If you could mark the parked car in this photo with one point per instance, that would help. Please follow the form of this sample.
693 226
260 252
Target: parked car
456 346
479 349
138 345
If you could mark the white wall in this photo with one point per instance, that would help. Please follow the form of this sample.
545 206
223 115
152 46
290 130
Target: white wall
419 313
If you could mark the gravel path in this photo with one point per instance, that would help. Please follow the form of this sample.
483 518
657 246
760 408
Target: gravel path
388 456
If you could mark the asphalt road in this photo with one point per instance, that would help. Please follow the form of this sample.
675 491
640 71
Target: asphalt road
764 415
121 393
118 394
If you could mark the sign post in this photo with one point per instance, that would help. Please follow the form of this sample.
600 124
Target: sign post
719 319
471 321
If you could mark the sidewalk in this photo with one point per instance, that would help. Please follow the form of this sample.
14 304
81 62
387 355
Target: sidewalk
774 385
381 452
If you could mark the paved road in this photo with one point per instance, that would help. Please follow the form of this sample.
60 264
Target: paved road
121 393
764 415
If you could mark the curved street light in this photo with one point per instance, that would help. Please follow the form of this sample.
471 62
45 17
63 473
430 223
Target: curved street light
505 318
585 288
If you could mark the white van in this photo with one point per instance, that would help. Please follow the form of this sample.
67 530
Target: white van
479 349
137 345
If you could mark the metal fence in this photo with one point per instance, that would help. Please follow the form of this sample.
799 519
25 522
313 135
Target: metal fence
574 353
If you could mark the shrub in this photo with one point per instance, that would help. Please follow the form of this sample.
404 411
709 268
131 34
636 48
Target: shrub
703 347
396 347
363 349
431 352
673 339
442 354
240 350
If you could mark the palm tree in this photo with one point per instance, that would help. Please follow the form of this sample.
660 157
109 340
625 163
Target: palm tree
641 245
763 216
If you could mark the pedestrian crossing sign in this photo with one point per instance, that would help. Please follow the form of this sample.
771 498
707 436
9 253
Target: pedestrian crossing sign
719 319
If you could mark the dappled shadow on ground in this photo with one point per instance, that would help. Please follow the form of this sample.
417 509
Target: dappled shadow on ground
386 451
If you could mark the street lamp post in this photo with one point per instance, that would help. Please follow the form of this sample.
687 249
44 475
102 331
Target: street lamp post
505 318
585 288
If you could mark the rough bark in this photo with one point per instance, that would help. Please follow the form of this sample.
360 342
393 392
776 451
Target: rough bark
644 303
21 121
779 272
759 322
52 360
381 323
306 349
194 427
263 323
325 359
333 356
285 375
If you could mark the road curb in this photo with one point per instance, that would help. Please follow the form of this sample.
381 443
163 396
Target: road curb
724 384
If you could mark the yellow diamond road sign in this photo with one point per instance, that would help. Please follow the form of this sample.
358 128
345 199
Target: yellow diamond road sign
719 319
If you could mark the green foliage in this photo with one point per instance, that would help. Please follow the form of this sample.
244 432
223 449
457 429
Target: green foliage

++++

■ **Work required**
Render every line of the listing above as a Markdown table with the columns "Row" and "Line", numbering the rows in order and omitting blank lines.

■ **Reply to the exercise**
| Row | Line |
|---|---|
| 1 | If you could mark the parked car in this photo with one point per instance, that would help. Please follow the form of this sample. |
| 2 | 693 226 |
| 3 | 260 252 |
| 4 | Target: parked car |
| 5 | 456 346 |
| 6 | 479 349 |
| 7 | 138 345 |
| 8 | If you could mark the white wall in this photo with one point per instance, that would help. Please follow the form of this sample. |
| 9 | 545 206 |
| 10 | 223 115 |
| 11 | 152 46 |
| 12 | 290 130 |
| 13 | Target: white wall |
| 14 | 419 313 |
| 15 | If you could mark the gravel path in this photo with one point per instance, that would help. Please follow the form of this sample. |
| 16 | 483 518 |
| 17 | 657 246 |
| 18 | 760 408 |
| 19 | Target: gravel path |
| 20 | 388 456 |
| 21 | If you could mark the asphalt road in this photo with one point per instance, that would help. Please follow the form of this sample. |
| 22 | 675 491 |
| 23 | 640 71 |
| 24 | Target: asphalt road |
| 25 | 764 415 |
| 26 | 121 393 |
| 27 | 118 394 |
| 28 | If you could mark the sign post in this photo with one point per instance, that would help. Please follow the form of this sample. |
| 29 | 600 124 |
| 30 | Target: sign post |
| 31 | 719 319 |
| 32 | 471 321 |
| 33 | If you could mark the sidewalk in this photo with one point per instance, that would help. Please follow the form of this sample. |
| 34 | 14 304 |
| 35 | 81 62 |
| 36 | 387 355 |
| 37 | Target: sidewalk |
| 38 | 774 385 |
| 39 | 381 452 |
| 40 | If you could mark the paved road in this photo with one point per instance, that would help. Please follow the form of this sample. |
| 41 | 60 264 |
| 42 | Target: paved road |
| 43 | 121 393 |
| 44 | 764 415 |
| 45 | If you could mark the curved street light in this photo with one point per instance, that would help. Please follow the form of this sample. |
| 46 | 471 62 |
| 47 | 45 17 |
| 48 | 63 473 |
| 49 | 430 223 |
| 50 | Target: curved street light |
| 51 | 505 318 |
| 52 | 585 288 |
| 53 | If you could mark the white van in this photo with one point per instance, that would help. Please follow the form of this sample. |
| 54 | 67 530 |
| 55 | Target: white van |
| 56 | 479 349 |
| 57 | 137 345 |
| 58 | If you could mark the metal fence in this photo with one point per instance, that would help. Please follow the form of this sample. |
| 59 | 799 519 |
| 60 | 25 522 |
| 61 | 313 135 |
| 62 | Target: metal fence |
| 63 | 574 353 |
| 64 | If you could mark the shrub in this photo with one point per instance, that would help. Please follow the form of this sample. |
| 65 | 404 411 |
| 66 | 709 268 |
| 67 | 131 34 |
| 68 | 636 48 |
| 69 | Target: shrub |
| 70 | 703 347 |
| 71 | 396 347 |
| 72 | 363 349 |
| 73 | 431 352 |
| 74 | 673 339 |
| 75 | 442 354 |
| 76 | 240 350 |
| 77 | If you could mark the palm tree in this photo with one point per instance, that would help. Please follow the form of this sample. |
| 78 | 660 157 |
| 79 | 109 340 |
| 80 | 625 163 |
| 81 | Target: palm tree |
| 82 | 641 245 |
| 83 | 763 216 |
| 84 | If you could mark the pedestrian crossing sign in this photo with one point per instance, that would help. Please follow the form of this sample. |
| 85 | 771 498 |
| 86 | 707 436 |
| 87 | 9 253 |
| 88 | Target: pedestrian crossing sign |
| 89 | 719 319 |
| 90 | If you could mark the dappled shadow on ground in this photo with one point per instance, that would help. Please follow the form of this sample. |
| 91 | 417 509 |
| 92 | Target: dappled shadow on ground |
| 93 | 386 451 |
| 94 | If you could mark the street lamp post in this photo with one point per instance, that would help. Please follow the form of this sample. |
| 95 | 687 249 |
| 96 | 44 475 |
| 97 | 102 331 |
| 98 | Target: street lamp post |
| 99 | 505 318 |
| 100 | 585 288 |
| 101 | If you could mark the rough bark in this photo with one point per instance, that would help. Please follow the form of this sample. |
| 102 | 360 342 |
| 103 | 393 392 |
| 104 | 776 451 |
| 105 | Target: rough bark |
| 106 | 644 303 |
| 107 | 21 121 |
| 108 | 779 272 |
| 109 | 759 322 |
| 110 | 52 360 |
| 111 | 381 323 |
| 112 | 306 349 |
| 113 | 194 427 |
| 114 | 263 323 |
| 115 | 325 359 |
| 116 | 333 356 |
| 117 | 285 375 |
| 118 | If you could mark the road curb in this photo with one point per instance, that would help. Please follow the form of this sample. |
| 119 | 381 443 |
| 120 | 163 396 |
| 121 | Target: road curb |
| 122 | 724 384 |
| 123 | If you could mark the yellow diamond road sign in this photo with one point per instance, that would help. Please follow the form of this sample. |
| 124 | 358 128 |
| 125 | 345 199 |
| 126 | Target: yellow diamond road sign |
| 127 | 719 319 |
| 128 | If you could mark the green foliage in this photo with one point per instance, that would help. Please follow the form of this sample. |
| 129 | 244 432 |
| 130 | 223 449 |
| 131 | 457 429 |
| 132 | Target: green foliage |